=== Records shown ===
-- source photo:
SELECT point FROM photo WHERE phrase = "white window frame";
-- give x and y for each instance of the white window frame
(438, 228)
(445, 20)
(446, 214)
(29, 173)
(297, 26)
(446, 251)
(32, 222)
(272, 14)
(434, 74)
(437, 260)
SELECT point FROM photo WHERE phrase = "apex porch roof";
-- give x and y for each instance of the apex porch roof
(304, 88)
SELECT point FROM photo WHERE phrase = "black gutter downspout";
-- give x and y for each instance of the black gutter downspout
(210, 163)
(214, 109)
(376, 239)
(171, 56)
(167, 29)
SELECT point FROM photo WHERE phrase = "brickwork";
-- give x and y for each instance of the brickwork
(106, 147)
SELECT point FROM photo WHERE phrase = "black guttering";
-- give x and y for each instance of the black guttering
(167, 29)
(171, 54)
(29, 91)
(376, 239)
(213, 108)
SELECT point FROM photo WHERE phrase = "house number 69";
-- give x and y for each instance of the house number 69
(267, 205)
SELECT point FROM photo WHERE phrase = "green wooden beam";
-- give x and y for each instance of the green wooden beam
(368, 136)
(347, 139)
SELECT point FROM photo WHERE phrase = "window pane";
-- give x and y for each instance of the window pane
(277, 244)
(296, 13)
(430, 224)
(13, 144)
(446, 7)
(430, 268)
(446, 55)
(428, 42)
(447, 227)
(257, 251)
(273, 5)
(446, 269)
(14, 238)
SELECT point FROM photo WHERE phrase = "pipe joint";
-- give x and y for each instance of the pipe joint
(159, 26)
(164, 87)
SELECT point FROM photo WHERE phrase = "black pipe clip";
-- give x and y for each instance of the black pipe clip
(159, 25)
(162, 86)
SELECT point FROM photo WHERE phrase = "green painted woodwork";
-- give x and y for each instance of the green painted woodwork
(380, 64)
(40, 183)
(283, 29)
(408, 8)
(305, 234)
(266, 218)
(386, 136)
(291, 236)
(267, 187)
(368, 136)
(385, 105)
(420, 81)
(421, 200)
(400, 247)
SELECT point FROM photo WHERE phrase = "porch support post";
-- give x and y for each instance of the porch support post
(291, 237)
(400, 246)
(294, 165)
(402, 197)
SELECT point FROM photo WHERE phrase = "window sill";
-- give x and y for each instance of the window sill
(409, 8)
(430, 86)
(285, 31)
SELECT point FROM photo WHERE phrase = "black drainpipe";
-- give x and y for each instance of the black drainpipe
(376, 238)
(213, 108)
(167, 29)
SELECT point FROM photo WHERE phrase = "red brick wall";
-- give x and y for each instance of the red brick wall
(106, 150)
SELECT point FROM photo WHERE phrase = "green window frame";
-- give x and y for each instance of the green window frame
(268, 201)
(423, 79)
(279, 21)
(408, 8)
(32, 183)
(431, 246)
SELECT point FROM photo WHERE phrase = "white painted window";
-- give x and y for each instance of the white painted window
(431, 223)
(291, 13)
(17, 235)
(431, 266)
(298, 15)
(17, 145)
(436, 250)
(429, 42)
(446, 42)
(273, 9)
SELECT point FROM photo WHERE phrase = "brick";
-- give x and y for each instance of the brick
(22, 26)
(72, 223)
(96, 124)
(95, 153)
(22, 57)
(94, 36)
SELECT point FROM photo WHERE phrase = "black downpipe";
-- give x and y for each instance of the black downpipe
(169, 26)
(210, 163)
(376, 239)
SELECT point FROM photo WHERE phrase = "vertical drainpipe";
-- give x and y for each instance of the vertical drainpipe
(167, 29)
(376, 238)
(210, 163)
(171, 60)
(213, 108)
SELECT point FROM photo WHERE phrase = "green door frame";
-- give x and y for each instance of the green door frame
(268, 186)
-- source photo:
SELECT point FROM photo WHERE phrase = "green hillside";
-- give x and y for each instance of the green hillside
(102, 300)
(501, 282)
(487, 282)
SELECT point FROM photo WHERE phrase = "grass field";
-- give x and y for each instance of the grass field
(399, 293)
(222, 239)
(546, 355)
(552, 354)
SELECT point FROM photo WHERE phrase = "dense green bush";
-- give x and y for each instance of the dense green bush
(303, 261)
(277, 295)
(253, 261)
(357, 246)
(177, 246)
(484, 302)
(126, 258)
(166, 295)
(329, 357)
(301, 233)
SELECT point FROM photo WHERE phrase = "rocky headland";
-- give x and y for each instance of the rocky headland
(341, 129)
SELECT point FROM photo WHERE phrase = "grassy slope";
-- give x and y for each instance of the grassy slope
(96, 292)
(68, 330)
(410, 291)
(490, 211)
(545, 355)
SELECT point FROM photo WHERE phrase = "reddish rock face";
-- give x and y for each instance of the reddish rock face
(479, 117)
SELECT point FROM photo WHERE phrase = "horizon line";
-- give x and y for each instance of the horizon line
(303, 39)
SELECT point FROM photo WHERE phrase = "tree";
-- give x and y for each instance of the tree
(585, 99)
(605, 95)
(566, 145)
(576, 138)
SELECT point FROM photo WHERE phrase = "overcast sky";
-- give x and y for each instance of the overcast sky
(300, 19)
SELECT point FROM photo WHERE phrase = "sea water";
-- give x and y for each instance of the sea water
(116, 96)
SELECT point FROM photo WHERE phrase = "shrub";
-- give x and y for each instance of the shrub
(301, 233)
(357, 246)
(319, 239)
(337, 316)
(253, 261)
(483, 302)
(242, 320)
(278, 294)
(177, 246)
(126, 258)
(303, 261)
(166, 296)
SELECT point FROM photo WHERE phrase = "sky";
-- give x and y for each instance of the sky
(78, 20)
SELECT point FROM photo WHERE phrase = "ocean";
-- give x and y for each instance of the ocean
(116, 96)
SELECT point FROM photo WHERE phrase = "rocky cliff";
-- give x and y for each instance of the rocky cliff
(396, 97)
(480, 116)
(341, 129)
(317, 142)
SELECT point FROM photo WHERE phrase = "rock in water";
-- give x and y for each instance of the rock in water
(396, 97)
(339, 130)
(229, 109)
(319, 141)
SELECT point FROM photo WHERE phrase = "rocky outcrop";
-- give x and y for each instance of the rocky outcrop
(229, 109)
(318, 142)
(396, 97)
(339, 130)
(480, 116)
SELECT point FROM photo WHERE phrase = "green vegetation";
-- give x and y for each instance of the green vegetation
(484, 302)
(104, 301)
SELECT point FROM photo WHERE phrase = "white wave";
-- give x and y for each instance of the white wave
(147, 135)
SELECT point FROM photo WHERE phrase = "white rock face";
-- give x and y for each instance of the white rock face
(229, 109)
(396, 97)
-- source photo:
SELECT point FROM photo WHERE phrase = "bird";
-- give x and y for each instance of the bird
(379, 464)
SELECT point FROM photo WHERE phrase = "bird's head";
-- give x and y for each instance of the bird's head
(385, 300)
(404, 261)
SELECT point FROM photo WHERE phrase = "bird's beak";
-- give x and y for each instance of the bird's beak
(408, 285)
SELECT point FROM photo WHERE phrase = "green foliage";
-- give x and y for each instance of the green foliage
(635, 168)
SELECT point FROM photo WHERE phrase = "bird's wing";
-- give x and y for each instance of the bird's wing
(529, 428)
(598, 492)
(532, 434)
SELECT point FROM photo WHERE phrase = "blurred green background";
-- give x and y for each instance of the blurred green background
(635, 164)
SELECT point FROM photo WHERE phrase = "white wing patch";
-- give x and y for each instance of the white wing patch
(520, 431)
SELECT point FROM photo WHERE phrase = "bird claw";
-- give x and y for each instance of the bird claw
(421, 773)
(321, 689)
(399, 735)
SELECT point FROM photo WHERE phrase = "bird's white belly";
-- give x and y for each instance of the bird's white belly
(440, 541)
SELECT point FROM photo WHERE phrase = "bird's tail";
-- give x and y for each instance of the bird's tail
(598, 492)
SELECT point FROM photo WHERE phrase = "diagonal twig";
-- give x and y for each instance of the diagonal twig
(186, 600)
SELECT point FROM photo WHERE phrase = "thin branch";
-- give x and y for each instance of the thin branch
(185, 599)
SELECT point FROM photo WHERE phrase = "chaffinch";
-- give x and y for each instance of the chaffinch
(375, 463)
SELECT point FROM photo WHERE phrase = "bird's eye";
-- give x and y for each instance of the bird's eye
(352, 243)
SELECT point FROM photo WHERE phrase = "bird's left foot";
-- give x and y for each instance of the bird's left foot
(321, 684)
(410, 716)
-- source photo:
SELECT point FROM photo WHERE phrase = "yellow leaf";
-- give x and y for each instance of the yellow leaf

...

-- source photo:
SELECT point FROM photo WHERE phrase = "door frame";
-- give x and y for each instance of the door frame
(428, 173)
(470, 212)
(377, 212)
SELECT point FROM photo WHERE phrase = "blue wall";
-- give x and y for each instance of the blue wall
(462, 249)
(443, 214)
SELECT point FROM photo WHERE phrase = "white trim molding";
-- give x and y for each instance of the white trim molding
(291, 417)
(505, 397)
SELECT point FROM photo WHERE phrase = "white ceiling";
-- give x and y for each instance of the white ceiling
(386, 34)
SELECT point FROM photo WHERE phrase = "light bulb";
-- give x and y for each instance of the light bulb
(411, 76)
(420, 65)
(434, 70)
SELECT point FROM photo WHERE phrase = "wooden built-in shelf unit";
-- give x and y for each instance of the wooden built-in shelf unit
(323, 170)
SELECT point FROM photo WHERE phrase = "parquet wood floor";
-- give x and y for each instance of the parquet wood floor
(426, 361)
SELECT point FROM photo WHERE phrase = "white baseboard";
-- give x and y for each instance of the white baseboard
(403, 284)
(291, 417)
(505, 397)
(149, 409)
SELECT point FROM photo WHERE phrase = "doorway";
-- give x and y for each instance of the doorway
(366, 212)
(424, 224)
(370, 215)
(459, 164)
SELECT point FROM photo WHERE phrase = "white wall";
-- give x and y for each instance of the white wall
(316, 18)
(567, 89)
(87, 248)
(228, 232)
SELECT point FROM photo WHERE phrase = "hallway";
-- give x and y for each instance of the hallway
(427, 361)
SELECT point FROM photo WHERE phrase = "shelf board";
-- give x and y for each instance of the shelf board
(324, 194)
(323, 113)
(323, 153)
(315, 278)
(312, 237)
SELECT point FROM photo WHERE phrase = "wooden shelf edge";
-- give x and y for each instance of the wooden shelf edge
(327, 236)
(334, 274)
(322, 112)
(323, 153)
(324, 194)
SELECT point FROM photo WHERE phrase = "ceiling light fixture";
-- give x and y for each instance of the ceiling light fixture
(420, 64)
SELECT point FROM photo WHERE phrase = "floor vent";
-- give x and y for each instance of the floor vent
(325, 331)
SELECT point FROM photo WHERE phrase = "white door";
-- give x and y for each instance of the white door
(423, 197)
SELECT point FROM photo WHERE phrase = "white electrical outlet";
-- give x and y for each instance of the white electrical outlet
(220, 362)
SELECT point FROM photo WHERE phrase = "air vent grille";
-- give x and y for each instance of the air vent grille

=== Short exercise ===
List every line in the material above that contains the string "woodwork".

=== Answer to this problem ===
SELECT point FROM photo WHERE phrase = "green painted woodwork";
-- give x and y for each instance of the green painted woodwork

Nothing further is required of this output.